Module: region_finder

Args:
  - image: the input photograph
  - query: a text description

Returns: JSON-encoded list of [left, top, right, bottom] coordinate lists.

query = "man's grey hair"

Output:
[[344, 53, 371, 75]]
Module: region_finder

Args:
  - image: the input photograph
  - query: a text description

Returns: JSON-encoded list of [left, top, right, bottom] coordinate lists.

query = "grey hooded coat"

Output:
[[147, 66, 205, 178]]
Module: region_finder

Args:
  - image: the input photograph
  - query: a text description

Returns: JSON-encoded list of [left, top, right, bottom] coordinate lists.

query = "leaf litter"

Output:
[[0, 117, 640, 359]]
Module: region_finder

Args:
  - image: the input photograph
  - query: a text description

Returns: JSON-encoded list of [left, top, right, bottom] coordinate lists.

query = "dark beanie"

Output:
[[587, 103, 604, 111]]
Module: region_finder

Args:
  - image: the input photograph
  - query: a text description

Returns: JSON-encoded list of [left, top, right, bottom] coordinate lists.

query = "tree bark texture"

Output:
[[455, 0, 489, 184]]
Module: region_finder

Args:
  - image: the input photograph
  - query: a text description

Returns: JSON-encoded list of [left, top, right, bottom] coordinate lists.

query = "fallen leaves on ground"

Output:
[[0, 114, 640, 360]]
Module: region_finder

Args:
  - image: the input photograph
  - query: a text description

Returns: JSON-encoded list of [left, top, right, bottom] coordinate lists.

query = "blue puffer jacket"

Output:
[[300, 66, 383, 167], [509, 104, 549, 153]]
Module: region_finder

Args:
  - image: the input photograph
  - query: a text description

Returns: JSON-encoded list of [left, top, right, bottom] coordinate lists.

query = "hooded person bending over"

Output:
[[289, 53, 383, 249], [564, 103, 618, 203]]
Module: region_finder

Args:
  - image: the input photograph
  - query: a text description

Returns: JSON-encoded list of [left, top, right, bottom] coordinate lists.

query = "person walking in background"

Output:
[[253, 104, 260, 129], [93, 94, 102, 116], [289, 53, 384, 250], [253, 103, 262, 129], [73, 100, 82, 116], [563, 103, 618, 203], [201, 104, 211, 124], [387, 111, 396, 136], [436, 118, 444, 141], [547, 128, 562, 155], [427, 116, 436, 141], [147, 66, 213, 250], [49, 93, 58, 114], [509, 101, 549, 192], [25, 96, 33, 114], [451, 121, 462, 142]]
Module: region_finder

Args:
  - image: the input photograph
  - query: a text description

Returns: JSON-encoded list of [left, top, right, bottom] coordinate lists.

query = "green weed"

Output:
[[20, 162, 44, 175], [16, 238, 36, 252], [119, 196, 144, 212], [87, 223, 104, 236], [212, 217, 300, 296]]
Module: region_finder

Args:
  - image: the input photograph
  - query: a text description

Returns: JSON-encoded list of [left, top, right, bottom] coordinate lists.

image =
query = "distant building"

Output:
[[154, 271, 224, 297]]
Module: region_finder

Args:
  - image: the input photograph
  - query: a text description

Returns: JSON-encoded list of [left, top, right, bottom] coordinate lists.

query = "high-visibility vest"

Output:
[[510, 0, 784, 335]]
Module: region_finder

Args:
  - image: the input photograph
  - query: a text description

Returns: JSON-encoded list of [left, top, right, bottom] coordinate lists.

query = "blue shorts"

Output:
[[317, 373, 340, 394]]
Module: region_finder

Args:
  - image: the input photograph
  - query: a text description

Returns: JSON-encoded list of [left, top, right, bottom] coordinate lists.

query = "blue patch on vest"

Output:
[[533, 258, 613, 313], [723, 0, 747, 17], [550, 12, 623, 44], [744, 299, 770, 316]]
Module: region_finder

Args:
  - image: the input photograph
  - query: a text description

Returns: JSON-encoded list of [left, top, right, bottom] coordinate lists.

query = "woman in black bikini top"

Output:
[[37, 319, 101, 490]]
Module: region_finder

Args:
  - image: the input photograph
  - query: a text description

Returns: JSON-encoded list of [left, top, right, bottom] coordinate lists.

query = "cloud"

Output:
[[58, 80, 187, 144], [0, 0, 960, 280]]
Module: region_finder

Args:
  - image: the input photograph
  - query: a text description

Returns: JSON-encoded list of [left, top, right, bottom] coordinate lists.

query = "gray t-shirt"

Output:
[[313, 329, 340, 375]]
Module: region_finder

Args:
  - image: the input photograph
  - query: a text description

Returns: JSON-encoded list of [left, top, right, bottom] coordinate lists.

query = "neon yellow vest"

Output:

----

JOB:
Rewrite the stretch of lines from the start of the lines through the line containing "[[147, 66, 205, 178]]", requests included, multiplying every coordinate in the answers by 1.4 and rounding each result to a whole number, with halves rounded up.

OUTPUT FOR THIS EXERCISE:
Module: region_finder

Args:
  - image: the input photograph
  - query: a text description

Returns: JSON-encoded list of [left, top, right, bottom] coordinate lists.

query = "man's grey hair"

Output:
[[482, 74, 519, 105]]
Module: region_finder

Args:
  - image: the input photograph
  - query: a text description

Returns: JSON-encoded list of [left, top, right, bottom] coordinate lists.

query = "grey hooded coat"

Output:
[[206, 92, 287, 249]]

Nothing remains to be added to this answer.